> [Short problem]:
Retype the lines below word for word, leaving out the pictures.
>>>>
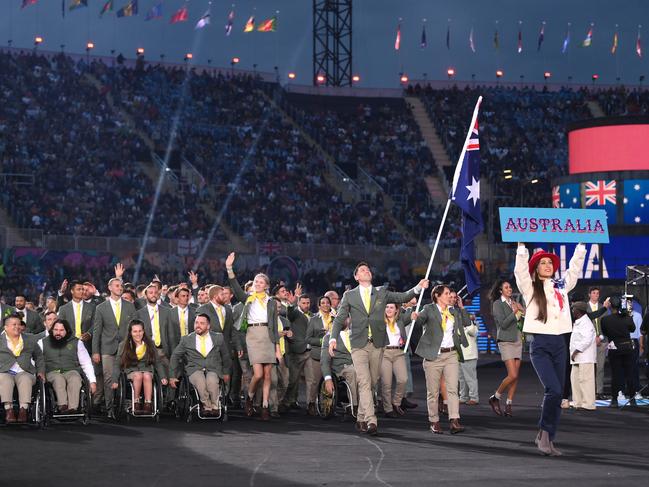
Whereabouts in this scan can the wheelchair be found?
[0,376,47,429]
[45,372,92,426]
[174,374,229,423]
[315,374,356,421]
[113,372,163,423]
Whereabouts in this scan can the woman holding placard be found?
[514,243,586,456]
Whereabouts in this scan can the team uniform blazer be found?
[331,286,417,348]
[415,303,471,362]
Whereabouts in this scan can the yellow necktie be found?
[135,343,146,360]
[277,318,286,355]
[363,287,372,314]
[74,301,82,338]
[216,306,224,330]
[153,308,161,347]
[115,299,122,328]
[180,310,187,337]
[9,335,25,358]
[442,308,451,332]
[340,330,352,353]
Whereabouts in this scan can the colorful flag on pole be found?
[451,98,484,294]
[394,23,401,51]
[581,24,593,47]
[169,5,189,24]
[99,0,113,17]
[536,22,545,52]
[194,8,210,30]
[243,15,255,32]
[68,0,88,10]
[257,16,277,32]
[144,2,162,20]
[225,10,234,36]
[561,24,570,54]
[117,0,137,17]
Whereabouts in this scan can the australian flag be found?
[451,97,484,294]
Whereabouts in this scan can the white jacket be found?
[570,315,597,364]
[514,244,586,335]
[462,322,478,360]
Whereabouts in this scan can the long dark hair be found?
[120,320,156,370]
[489,279,511,303]
[532,261,548,323]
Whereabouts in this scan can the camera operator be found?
[602,296,636,407]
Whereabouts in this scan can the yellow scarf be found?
[7,335,25,358]
[135,342,146,360]
[246,292,268,309]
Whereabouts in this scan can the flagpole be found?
[403,96,482,352]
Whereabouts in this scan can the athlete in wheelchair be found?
[38,319,97,424]
[112,319,167,421]
[0,314,45,426]
[169,313,232,422]
[316,325,358,420]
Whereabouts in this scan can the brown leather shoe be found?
[306,402,318,416]
[489,396,503,416]
[261,407,270,421]
[16,408,27,423]
[243,397,255,418]
[5,408,18,424]
[451,419,464,435]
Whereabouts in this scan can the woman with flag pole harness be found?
[514,243,586,456]
[225,252,283,421]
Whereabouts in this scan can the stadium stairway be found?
[258,88,430,258]
[405,96,453,205]
[84,73,251,252]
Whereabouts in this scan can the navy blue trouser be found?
[530,334,567,441]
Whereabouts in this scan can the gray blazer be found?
[0,333,45,375]
[491,298,520,342]
[320,333,352,377]
[170,306,196,348]
[58,301,95,353]
[415,303,471,362]
[331,286,417,348]
[196,302,234,349]
[92,299,135,355]
[228,277,279,345]
[169,331,232,378]
[306,314,329,360]
[135,305,180,358]
[286,306,309,353]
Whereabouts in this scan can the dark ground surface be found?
[0,359,649,487]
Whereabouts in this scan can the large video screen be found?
[568,124,649,174]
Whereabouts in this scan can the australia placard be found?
[500,208,609,243]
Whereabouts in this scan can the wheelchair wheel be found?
[316,376,338,419]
<<<<
> [Task answer]:
Whereabouts in this scan can the wheelchair be found?
[0,376,47,429]
[45,372,92,426]
[174,374,229,423]
[315,374,356,421]
[113,372,163,423]
Whereabouts in this scan can the woman holding placard be found?
[514,243,586,456]
Whereabouts in this scan can the team uniform blazer be found?
[331,286,417,348]
[415,303,471,362]
Whereabouts in this scan can the yellow necktie be found?
[135,343,146,360]
[277,318,286,355]
[363,287,372,314]
[74,301,82,338]
[216,306,224,330]
[153,308,161,347]
[115,299,122,328]
[180,310,187,337]
[9,335,25,358]
[442,308,451,332]
[340,330,352,353]
Whereabouts in this scan can the colorful flag on pole be found?
[451,98,484,294]
[394,23,401,51]
[581,24,593,47]
[169,5,189,24]
[99,0,113,17]
[536,22,545,52]
[194,8,210,30]
[243,15,255,32]
[68,0,88,10]
[257,16,277,32]
[144,2,162,20]
[225,10,234,36]
[561,24,570,54]
[117,0,137,17]
Whereabouts in this scan can the australian flag be found?
[451,97,484,294]
Whereabouts in this scan can the white jacket be found?
[570,315,597,364]
[514,244,586,335]
[462,322,478,360]
Whereabouts in this scan can the long dark hair be found?
[120,320,156,370]
[489,279,511,303]
[532,261,548,323]
Whereabouts in this scan can the camera operator be found?
[602,296,636,407]
Whereabouts in this scan can the yellow scarf be found?
[7,335,25,358]
[135,342,146,360]
[246,292,268,309]
Whereabouts in this scan can the flagpole be found?
[403,96,482,352]
Whereabouts in this scan can the athlete in wheelchair be found?
[38,319,97,424]
[112,319,167,421]
[0,314,45,426]
[169,313,232,422]
[316,325,358,420]
Whereabouts in this scan can the brown leather shoe be found?
[306,402,318,416]
[489,396,503,416]
[261,407,270,421]
[16,408,27,423]
[243,397,255,418]
[5,408,18,424]
[451,419,464,435]
Whereabouts in this scan can the woman with flag pole harness be found?
[514,243,586,456]
[225,252,283,421]
Whereabouts in this scan can the stadium stairway be found?
[258,88,430,258]
[405,96,453,205]
[84,73,251,252]
Whereabouts in this scan can the navy blue trouser be found?
[530,334,567,441]
Whereabouts in this scan can the gray blazer be found?
[0,333,45,375]
[491,298,520,342]
[320,333,352,377]
[170,306,196,348]
[58,301,95,353]
[415,303,471,362]
[331,286,417,348]
[196,302,234,349]
[92,299,135,355]
[228,277,279,345]
[169,331,232,378]
[306,314,329,360]
[135,305,180,358]
[286,306,309,353]
Whereabouts in this scan can the dark ground surface be found?
[0,359,649,487]
Whereabouts in this scan can the large video screen be found?
[568,124,649,174]
Whereabouts in this scan can the australia placard be found?
[500,208,609,243]
Whereabouts in this scan can the wheelchair wheel be found?
[316,376,338,419]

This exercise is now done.